**THE PROBLEM**:
Could the data underneath be repeated exactly, in full?

[[ SUPPLIED MATERIAL, beginning ]]

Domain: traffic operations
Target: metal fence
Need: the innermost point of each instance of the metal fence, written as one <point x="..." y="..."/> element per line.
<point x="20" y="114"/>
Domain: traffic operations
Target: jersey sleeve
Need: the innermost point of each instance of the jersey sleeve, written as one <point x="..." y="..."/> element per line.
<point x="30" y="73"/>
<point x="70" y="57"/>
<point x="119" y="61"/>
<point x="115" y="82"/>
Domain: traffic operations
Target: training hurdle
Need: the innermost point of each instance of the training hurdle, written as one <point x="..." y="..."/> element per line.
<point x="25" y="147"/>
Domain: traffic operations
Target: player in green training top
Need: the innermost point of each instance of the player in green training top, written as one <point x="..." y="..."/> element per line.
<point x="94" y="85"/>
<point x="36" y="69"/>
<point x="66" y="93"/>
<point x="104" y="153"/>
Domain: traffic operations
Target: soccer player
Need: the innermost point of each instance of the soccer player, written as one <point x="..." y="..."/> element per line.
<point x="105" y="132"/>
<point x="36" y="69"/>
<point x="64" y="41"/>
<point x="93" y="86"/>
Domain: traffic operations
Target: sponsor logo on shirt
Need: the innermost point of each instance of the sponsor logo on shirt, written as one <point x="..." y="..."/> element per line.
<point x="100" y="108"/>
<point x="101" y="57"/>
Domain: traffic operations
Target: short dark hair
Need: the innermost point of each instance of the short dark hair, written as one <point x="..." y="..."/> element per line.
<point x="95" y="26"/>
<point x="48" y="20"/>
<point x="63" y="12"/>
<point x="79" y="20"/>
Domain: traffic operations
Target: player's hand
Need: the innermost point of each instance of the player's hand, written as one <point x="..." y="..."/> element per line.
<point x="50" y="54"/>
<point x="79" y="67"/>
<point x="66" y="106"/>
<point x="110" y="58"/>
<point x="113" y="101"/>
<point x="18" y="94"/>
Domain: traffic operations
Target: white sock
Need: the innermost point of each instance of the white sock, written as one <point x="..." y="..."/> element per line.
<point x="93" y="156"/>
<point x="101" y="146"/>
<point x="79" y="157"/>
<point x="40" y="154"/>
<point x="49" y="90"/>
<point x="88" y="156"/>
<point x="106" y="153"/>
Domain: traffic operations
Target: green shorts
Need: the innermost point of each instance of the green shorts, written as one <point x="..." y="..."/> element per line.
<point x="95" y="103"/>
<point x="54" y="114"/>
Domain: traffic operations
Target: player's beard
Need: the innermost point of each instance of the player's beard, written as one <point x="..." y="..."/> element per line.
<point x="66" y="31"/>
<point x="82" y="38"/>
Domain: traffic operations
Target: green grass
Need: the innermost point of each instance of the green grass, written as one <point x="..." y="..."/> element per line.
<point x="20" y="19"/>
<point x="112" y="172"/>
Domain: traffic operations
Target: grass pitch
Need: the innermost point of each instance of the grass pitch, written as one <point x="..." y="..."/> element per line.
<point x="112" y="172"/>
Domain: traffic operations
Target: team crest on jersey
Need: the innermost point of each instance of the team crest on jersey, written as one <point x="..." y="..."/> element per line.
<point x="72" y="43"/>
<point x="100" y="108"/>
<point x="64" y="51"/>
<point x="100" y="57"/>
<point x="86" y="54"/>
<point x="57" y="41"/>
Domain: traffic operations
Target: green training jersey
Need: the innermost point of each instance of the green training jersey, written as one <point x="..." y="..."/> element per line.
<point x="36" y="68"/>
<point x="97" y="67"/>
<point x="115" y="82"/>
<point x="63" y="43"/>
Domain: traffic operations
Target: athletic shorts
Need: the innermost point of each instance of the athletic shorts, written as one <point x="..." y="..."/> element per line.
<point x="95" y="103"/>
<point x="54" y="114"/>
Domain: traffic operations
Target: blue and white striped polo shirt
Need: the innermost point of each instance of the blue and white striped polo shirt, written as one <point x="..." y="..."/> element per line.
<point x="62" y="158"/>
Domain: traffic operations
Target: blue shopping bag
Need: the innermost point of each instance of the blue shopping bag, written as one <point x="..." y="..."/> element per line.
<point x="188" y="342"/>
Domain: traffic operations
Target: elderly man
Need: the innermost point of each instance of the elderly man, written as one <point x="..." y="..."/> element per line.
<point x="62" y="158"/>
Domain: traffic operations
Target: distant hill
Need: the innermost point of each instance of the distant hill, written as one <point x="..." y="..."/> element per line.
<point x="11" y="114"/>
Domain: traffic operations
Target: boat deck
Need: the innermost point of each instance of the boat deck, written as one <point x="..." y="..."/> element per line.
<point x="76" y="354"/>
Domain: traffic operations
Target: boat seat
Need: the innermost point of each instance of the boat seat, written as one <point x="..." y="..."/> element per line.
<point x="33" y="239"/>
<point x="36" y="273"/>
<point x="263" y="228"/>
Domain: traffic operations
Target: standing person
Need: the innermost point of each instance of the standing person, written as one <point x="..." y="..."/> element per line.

[[ SUPPLIED MATERIAL, end ]]

**SOLUTION FOR THIS EXERCISE**:
Domain: traffic operations
Target: metal fence
Need: the innermost point of each instance of the metal fence, written as one <point x="..." y="..."/> element per line.
<point x="20" y="114"/>
Domain: traffic operations
Target: jersey sleeve
Need: the innermost point of each instance of the jersey sleeve, written as one <point x="..." y="..."/> element per line.
<point x="30" y="73"/>
<point x="70" y="57"/>
<point x="119" y="61"/>
<point x="115" y="82"/>
Domain: traffic operations
Target: training hurdle
Need: the innermost point of each instance of the training hurdle, written as one <point x="..." y="..."/> element per line.
<point x="25" y="147"/>
Domain: traffic operations
Target: player in green training top
Need: the innermost point of each instance of the player in green training top, written as one <point x="..." y="..."/> element per line.
<point x="94" y="85"/>
<point x="36" y="69"/>
<point x="66" y="93"/>
<point x="104" y="153"/>
Domain: traffic operations
Target: soccer player
Need: the innermost point of each instance of the soccer player, written as one <point x="..." y="..."/> element per line.
<point x="105" y="132"/>
<point x="36" y="69"/>
<point x="64" y="41"/>
<point x="93" y="86"/>
Domain: traffic operations
Target: sponsor logo on shirt
Need: the innermost point of each instance of the sponsor logo on shirt, written as one <point x="..." y="..."/> element per line.
<point x="100" y="108"/>
<point x="101" y="57"/>
Domain: traffic operations
Target: short dark hair
Need: the innermost point of each instance of the short dark hair, written as one <point x="..." y="..."/> element per line.
<point x="95" y="26"/>
<point x="48" y="20"/>
<point x="63" y="12"/>
<point x="79" y="20"/>
Domain: traffic operations
Target: player's hand
Need: the innermost point of each instance of the player's hand, written as one <point x="..." y="..."/> element per line.
<point x="50" y="54"/>
<point x="79" y="67"/>
<point x="66" y="106"/>
<point x="110" y="58"/>
<point x="113" y="101"/>
<point x="18" y="94"/>
Domain: traffic operations
Target: white sock
Need: the innermost point of each instance of the white sock, written as one <point x="..." y="..."/> element per line.
<point x="93" y="156"/>
<point x="101" y="146"/>
<point x="79" y="157"/>
<point x="40" y="154"/>
<point x="49" y="90"/>
<point x="88" y="156"/>
<point x="106" y="153"/>
Domain: traffic operations
Target: green shorts
Need: the innermost point of each instance of the green shorts, written as one <point x="..." y="..."/> element per line.
<point x="95" y="103"/>
<point x="54" y="114"/>
Domain: traffic operations
Target: player's beard
Need: the innermost point of each instance of the player's beard, written as one <point x="..." y="..."/> element per line.
<point x="66" y="31"/>
<point x="82" y="38"/>
Domain: traffic operations
Target: green grass
Need: the innermost point of each instance of the green grass, written as one <point x="..." y="..."/> element per line.
<point x="20" y="19"/>
<point x="112" y="172"/>
Domain: traffic operations
Target: grass pitch
Need: the innermost point of each instance of the grass pitch, written as one <point x="..." y="..."/> element per line.
<point x="112" y="172"/>
Domain: traffic operations
Target: team crest on jersey
Need: the innermost point of each instance of the team crest on jersey, written as one <point x="..." y="..."/> element per line.
<point x="72" y="43"/>
<point x="100" y="108"/>
<point x="64" y="51"/>
<point x="100" y="57"/>
<point x="86" y="54"/>
<point x="57" y="41"/>
Domain: traffic operations
Target: green training jersey
Need: the innermost point of each instance of the green training jersey, written as one <point x="..." y="..."/> element per line.
<point x="36" y="68"/>
<point x="97" y="67"/>
<point x="115" y="82"/>
<point x="63" y="43"/>
Domain: traffic operations
Target: athletic shorts
Need: the innermost point of each instance of the athletic shorts, written as one <point x="..." y="..."/> element per line.
<point x="95" y="103"/>
<point x="54" y="114"/>
Domain: traffic operations
Target: blue and white striped polo shirt
Need: the innermost point of each instance of the blue and white striped polo shirt, written as one <point x="..." y="..."/> element per line.
<point x="62" y="158"/>
Domain: traffic operations
Target: blue shopping bag
Need: the innermost point of each instance of the blue shopping bag, written as one <point x="..." y="..."/> element per line.
<point x="188" y="342"/>
Domain: traffic operations
Target: elderly man
Need: the innermost point of each instance of the elderly man, written as one <point x="..." y="..."/> element per line.
<point x="62" y="158"/>
Domain: traffic operations
Target: distant hill
Need: the innermost point of each instance of the distant hill, written as one <point x="..." y="..."/> element per line.
<point x="11" y="114"/>
Domain: traffic operations
Target: boat deck
Need: the innermost point of each instance of the boat deck, written as one <point x="..." y="..."/> element per line.
<point x="76" y="354"/>
Domain: traffic operations
Target: boat seat
Need: the innermost point of each instance of the boat seat, written as one <point x="..." y="..."/> element per line.
<point x="33" y="239"/>
<point x="36" y="273"/>
<point x="263" y="228"/>
Domain: traffic operations
Target: standing person
Need: the innermost point of each instance of the standing person, written as one <point x="..." y="..."/> element per line.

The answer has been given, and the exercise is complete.